> [Instructions to follow]: Could the entries below be reproduced exactly, with the images removed?

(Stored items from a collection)
════════

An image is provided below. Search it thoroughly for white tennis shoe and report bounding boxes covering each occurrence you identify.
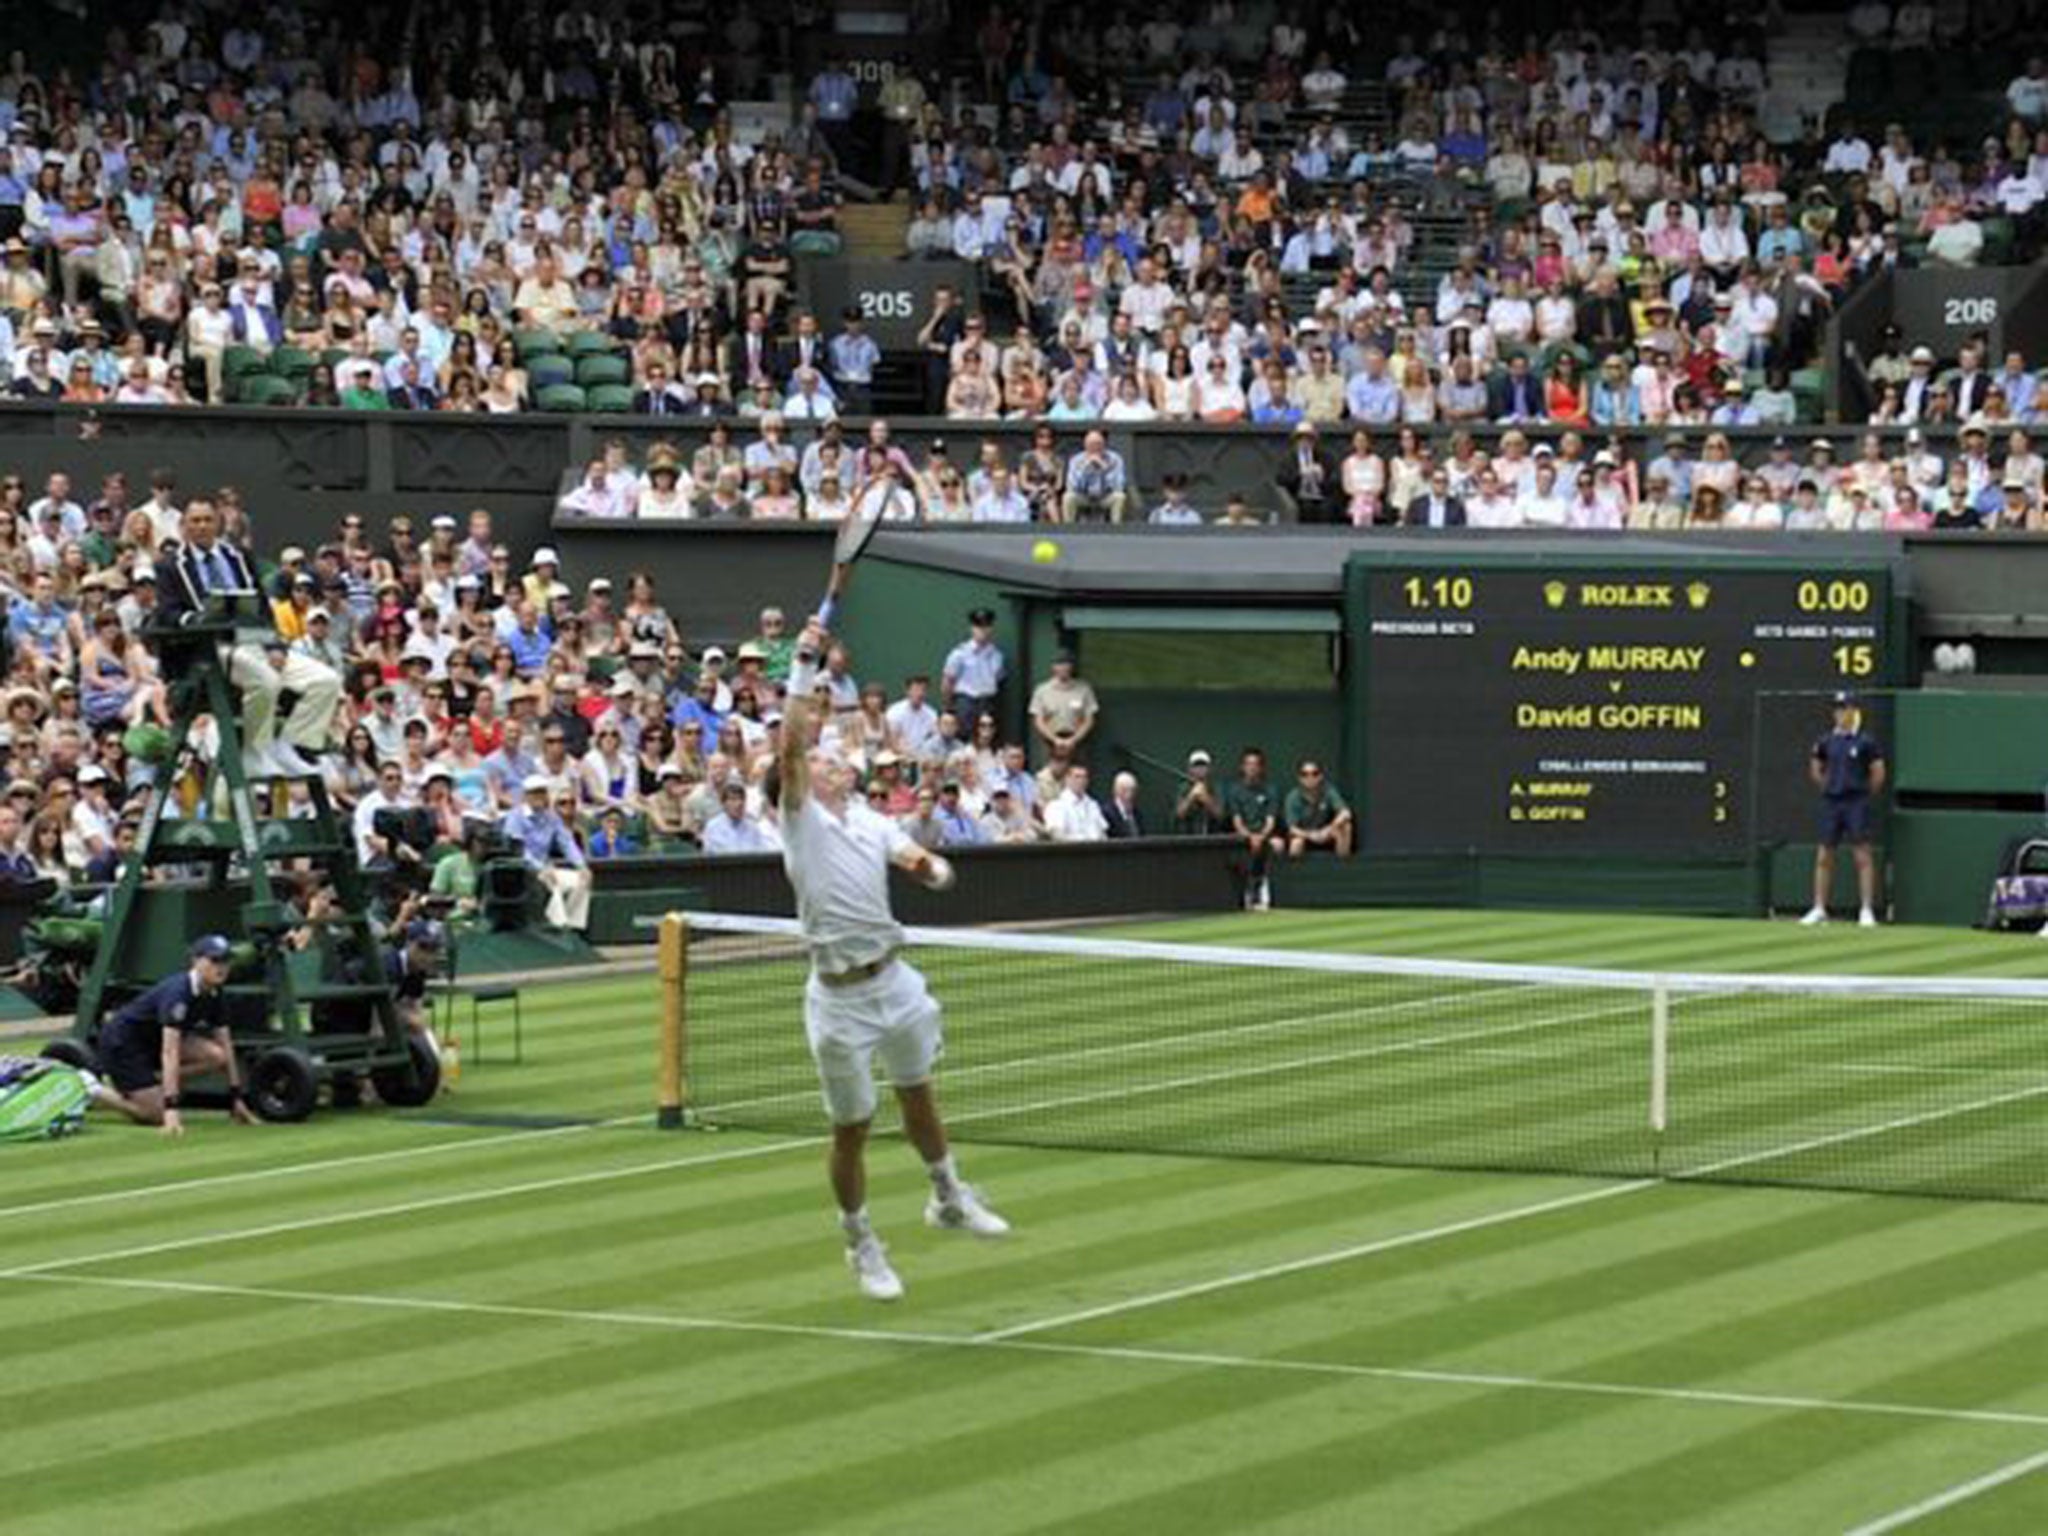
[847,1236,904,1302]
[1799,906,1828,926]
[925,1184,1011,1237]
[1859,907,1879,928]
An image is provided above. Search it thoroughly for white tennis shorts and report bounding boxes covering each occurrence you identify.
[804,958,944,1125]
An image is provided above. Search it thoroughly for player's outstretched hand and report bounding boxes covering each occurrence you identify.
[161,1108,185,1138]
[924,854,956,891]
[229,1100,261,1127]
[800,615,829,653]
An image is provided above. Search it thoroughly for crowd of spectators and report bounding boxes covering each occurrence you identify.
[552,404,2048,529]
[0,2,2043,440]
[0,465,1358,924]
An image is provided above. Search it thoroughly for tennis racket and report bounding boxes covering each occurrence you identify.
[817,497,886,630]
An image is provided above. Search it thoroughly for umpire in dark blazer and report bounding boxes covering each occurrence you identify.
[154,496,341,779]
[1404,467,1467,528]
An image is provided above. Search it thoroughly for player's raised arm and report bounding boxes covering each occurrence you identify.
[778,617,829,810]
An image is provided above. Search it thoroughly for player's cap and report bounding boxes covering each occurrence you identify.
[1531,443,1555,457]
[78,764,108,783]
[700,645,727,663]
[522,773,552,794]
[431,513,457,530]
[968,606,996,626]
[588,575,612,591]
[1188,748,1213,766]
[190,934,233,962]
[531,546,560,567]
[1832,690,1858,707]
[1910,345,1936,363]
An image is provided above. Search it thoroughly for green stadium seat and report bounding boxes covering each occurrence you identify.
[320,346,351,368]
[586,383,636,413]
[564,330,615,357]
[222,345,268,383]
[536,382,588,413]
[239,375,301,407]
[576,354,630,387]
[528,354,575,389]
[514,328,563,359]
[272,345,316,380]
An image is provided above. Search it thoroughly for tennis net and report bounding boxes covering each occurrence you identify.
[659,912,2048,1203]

════════

> [Answer space]:
An image is provided below. Search it thoroughly for white tennis shoe and report bounding boxes covering each occurrence you identify.
[847,1236,904,1302]
[1799,906,1828,926]
[925,1184,1011,1237]
[1859,907,1879,928]
An image is provided above. Search it thoroughly for white tennis shorts and report bounding boxes covering each occurrence you identify.
[804,958,944,1125]
An image is provided above. Search it thoroughly for player's outstretched hand and report bounding boxes covering each occurrence you identify.
[161,1108,185,1138]
[924,854,956,891]
[229,1100,261,1127]
[800,615,829,653]
An image is provided above. Search it thoroughly for crowd of spectators and report bounding boxes covering each occurrence you identify.
[552,404,2048,529]
[0,2,2043,440]
[0,465,1358,924]
An image is provided above. Search it thoroughly for tennis racket and report bounding boxes covering each occurrence you identify.
[817,497,886,630]
An image is provided above. Search it thoroughly for umpire in dark blazer and report bounding boxes covering each occurrence you identify.
[154,496,341,779]
[1404,467,1467,528]
An image is provided above. Search it thoroughly for player's raised arm and report bounding boxes covering each occurrence you identify.
[778,617,829,810]
An image is provided above. Search it thoroughly for player's cap and report bounding boxes covering each occurrence you identify.
[1531,443,1555,457]
[78,764,108,783]
[700,645,727,663]
[522,773,552,794]
[431,513,457,530]
[968,606,996,626]
[588,575,612,591]
[1188,748,1213,766]
[190,934,233,962]
[531,546,560,567]
[1832,690,1858,707]
[1910,345,1936,363]
An image is provided above. Search it thoroughly for green stadium seat and report bounding boxes covering each occurrence you identify.
[320,346,351,368]
[586,383,636,413]
[564,330,615,357]
[222,345,268,383]
[536,382,588,413]
[239,375,301,407]
[576,354,630,387]
[528,354,575,389]
[514,328,563,359]
[272,345,316,380]
An image is provided above. Search it thoroughly for tennis net and report bounding boxes covering each occurrence you identify.
[659,912,2048,1203]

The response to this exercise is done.